> [TASK DESCRIPTION]
Find each line in the records below that contains the string "tree" and copy it out in full. Matching is case-sensitive.

** Start of INPUT ROWS **

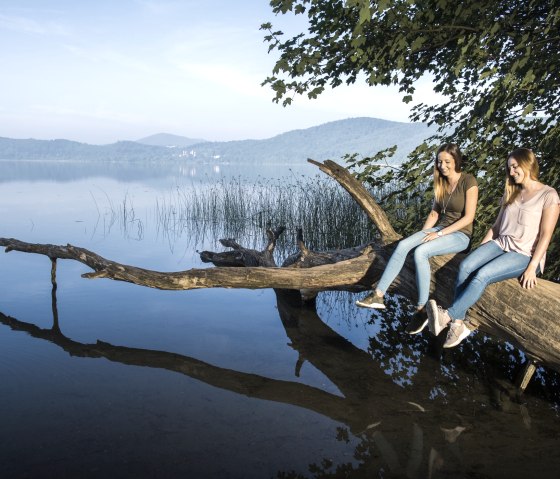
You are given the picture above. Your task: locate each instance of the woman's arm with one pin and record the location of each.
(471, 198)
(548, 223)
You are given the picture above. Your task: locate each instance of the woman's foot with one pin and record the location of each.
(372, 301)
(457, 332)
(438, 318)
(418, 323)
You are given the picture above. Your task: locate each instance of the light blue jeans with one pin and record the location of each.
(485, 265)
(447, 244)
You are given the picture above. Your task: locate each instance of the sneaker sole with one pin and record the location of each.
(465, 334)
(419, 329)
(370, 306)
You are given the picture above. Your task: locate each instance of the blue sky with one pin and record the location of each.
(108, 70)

** End of INPUT ROWS **
** Start of INPUT ROWS **

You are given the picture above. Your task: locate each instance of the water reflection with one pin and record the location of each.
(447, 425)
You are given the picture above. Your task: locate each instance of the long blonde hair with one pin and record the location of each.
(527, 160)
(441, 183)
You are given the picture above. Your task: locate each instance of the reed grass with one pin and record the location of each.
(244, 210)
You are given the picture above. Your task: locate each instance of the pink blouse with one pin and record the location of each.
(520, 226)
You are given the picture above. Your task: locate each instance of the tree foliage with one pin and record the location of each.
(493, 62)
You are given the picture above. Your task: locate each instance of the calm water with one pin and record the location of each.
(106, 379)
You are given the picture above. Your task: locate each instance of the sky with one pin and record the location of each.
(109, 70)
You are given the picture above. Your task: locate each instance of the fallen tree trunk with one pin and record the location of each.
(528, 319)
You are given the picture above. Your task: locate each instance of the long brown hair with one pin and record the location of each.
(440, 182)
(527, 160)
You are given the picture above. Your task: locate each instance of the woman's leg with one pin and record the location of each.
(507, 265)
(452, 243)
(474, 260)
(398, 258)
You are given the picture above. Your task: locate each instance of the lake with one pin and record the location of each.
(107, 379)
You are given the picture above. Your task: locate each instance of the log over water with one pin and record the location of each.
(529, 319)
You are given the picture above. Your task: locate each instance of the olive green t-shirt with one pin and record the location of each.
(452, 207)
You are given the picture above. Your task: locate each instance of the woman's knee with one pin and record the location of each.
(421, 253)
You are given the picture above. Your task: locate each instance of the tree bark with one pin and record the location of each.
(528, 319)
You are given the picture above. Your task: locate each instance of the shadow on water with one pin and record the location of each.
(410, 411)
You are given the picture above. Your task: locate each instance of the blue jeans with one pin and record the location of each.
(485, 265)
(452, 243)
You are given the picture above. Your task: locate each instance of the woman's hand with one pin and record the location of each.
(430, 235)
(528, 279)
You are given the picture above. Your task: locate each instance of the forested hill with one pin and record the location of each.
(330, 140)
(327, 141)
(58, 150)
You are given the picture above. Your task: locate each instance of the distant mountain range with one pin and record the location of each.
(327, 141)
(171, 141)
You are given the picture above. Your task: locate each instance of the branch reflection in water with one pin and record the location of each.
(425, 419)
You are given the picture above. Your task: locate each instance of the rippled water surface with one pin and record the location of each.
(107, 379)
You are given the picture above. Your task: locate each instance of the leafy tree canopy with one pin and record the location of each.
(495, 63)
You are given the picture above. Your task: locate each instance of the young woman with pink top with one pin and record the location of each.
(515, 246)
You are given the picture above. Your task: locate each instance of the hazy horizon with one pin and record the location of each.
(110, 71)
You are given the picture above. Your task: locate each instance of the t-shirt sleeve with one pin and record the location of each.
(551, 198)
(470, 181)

** End of INPUT ROWS **

> [SOLUTION]
You are given the picture above. Your task: locate each instance of the tree foliage with one pin and record the location of each.
You are given the picture above. Your task: locate each instance of the fallen tree trunk with one pin and record the location of each.
You are given the picture above. Your task: locate each instance of the tree bark with one pin and record the location of each.
You are given the picture above. Your task: locate each instance of the leafy tree canopy with one pin and record the location of each.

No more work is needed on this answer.